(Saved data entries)
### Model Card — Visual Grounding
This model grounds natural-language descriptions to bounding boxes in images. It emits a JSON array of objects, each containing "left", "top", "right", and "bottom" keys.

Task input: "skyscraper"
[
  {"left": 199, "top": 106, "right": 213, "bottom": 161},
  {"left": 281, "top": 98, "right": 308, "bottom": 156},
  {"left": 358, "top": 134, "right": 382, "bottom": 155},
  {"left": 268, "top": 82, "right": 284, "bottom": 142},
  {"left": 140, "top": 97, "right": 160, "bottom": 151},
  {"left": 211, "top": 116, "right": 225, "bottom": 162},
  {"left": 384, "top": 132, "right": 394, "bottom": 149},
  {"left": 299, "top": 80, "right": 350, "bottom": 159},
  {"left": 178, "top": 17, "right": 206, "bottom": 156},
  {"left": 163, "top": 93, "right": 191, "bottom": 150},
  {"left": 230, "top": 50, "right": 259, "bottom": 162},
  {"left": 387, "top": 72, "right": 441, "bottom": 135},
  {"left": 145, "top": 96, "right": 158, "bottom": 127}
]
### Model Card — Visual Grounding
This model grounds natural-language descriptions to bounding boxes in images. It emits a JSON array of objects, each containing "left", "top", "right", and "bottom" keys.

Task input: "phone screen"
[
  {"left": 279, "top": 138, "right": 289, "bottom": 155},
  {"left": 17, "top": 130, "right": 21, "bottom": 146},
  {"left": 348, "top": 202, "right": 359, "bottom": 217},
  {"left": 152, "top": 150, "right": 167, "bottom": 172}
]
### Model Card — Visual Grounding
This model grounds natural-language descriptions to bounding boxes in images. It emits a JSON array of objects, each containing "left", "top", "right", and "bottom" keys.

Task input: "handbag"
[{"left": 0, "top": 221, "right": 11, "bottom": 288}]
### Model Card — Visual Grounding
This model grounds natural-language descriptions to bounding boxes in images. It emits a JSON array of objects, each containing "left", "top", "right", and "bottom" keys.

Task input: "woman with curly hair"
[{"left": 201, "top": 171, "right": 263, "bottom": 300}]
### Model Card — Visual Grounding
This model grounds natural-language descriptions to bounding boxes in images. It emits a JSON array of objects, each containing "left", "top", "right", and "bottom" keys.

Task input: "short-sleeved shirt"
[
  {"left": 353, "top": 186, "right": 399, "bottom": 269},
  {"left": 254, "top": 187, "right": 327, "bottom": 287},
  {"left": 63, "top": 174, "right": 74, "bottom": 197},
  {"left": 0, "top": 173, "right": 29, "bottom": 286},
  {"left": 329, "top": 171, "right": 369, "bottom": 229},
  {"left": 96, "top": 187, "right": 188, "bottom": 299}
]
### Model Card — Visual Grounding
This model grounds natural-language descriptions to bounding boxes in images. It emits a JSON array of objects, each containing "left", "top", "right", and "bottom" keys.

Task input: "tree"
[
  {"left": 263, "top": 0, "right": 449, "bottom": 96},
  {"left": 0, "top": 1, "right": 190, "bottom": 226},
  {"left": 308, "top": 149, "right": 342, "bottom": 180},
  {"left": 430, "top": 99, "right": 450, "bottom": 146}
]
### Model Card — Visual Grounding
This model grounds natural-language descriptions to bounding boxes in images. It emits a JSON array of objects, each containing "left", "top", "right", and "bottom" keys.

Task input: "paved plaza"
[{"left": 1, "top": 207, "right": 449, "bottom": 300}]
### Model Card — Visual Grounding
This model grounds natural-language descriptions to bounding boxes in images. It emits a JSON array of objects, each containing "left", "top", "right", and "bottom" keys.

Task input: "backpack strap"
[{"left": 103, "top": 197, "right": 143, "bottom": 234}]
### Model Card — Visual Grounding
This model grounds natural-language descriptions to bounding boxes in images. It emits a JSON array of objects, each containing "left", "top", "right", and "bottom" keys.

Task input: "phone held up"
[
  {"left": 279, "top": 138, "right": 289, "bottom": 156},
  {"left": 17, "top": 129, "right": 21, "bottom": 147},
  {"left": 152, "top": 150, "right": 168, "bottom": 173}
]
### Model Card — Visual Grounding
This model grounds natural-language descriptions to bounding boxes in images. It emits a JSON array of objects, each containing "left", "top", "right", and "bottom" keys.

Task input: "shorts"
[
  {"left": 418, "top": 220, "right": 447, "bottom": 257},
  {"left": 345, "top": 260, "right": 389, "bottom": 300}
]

● What to produce
Could you transcribe all of the data exactly as it is given?

● Response
### Model Card — Visual Grounding
This model grounds natural-language descriptions to bounding boxes in images. It emits a JSON array of objects, each containing "left", "top", "right", and "bottom" keys.

Task input: "skyscraper"
[
  {"left": 199, "top": 106, "right": 213, "bottom": 161},
  {"left": 281, "top": 98, "right": 308, "bottom": 156},
  {"left": 358, "top": 134, "right": 382, "bottom": 155},
  {"left": 268, "top": 82, "right": 284, "bottom": 142},
  {"left": 140, "top": 97, "right": 160, "bottom": 151},
  {"left": 211, "top": 116, "right": 225, "bottom": 162},
  {"left": 384, "top": 132, "right": 394, "bottom": 149},
  {"left": 299, "top": 80, "right": 350, "bottom": 159},
  {"left": 178, "top": 17, "right": 206, "bottom": 156},
  {"left": 163, "top": 93, "right": 191, "bottom": 150},
  {"left": 230, "top": 50, "right": 259, "bottom": 162},
  {"left": 387, "top": 72, "right": 441, "bottom": 135},
  {"left": 145, "top": 96, "right": 158, "bottom": 127}
]
### Model Card — Visual Grounding
This model grounds natural-language descriptions to bounding boxes in images. It emits a JSON array of objects, each containing "left", "top", "right", and "bottom" keys.

Task input: "phone screen"
[
  {"left": 279, "top": 138, "right": 289, "bottom": 155},
  {"left": 17, "top": 130, "right": 21, "bottom": 146},
  {"left": 348, "top": 202, "right": 359, "bottom": 217},
  {"left": 152, "top": 150, "right": 167, "bottom": 172}
]
### Model Card — Visual Grounding
This model grounds natural-language descriptions to bounding boxes in images. It emits a JSON array of objects, each containing "left", "top", "right", and "bottom" keys.

Task input: "handbag"
[{"left": 0, "top": 221, "right": 11, "bottom": 288}]
### Model Card — Visual Grounding
This model grounds natural-language descriptions to bounding boxes in images. It emits a JSON array of objects, each containing "left", "top", "right", and "bottom" keys.

Task input: "woman with curly hair"
[{"left": 201, "top": 171, "right": 263, "bottom": 300}]
### Model Card — Visual Grounding
This model grounds natural-language descriptions to bounding boxes in images. It emits a JSON array of objects, each containing "left", "top", "right", and "bottom" keys.

Task input: "short-sleeved shirt"
[
  {"left": 353, "top": 186, "right": 399, "bottom": 269},
  {"left": 254, "top": 187, "right": 327, "bottom": 287},
  {"left": 63, "top": 174, "right": 74, "bottom": 197},
  {"left": 0, "top": 173, "right": 29, "bottom": 286},
  {"left": 329, "top": 171, "right": 369, "bottom": 229},
  {"left": 96, "top": 187, "right": 188, "bottom": 299}
]
### Model Card — Visual Grounding
This model grounds natural-language descriptions to bounding boxes in images. It emits a JSON array of objects, each containing "left", "top", "right", and "bottom" keys.

Task input: "tree"
[
  {"left": 263, "top": 0, "right": 449, "bottom": 96},
  {"left": 0, "top": 1, "right": 190, "bottom": 226},
  {"left": 308, "top": 149, "right": 342, "bottom": 180},
  {"left": 430, "top": 99, "right": 450, "bottom": 146}
]
### Model Card — Visual Grounding
This model grounds natural-language descriptions to bounding boxes in images. It emits a JSON array of objects, each containing "left", "top", "right", and "bottom" keys.

Task input: "paved plaza"
[{"left": 1, "top": 207, "right": 449, "bottom": 300}]
### Model Card — Visual Grounding
This model grounds natural-language descriptions to bounding boxes in images. It emits a JSON array of objects, each containing "left", "top", "right", and "bottom" keys.

Task input: "backpack strap"
[{"left": 103, "top": 197, "right": 143, "bottom": 234}]
### Model Card — Visual Grounding
This model grounds natural-language descriptions to bounding boxes in images. It emits a JSON array of objects, each containing "left", "top", "right", and "bottom" keys.

Task input: "phone held up"
[
  {"left": 279, "top": 138, "right": 289, "bottom": 156},
  {"left": 17, "top": 129, "right": 21, "bottom": 147},
  {"left": 152, "top": 150, "right": 168, "bottom": 173}
]
### Model Card — Visual Grounding
This model grounds natural-language descriptions to bounding boxes in images. It emits a JSON array of objects, each containing "left", "top", "right", and "bottom" keys.

Task input: "shorts"
[
  {"left": 418, "top": 220, "right": 447, "bottom": 257},
  {"left": 345, "top": 260, "right": 389, "bottom": 300}
]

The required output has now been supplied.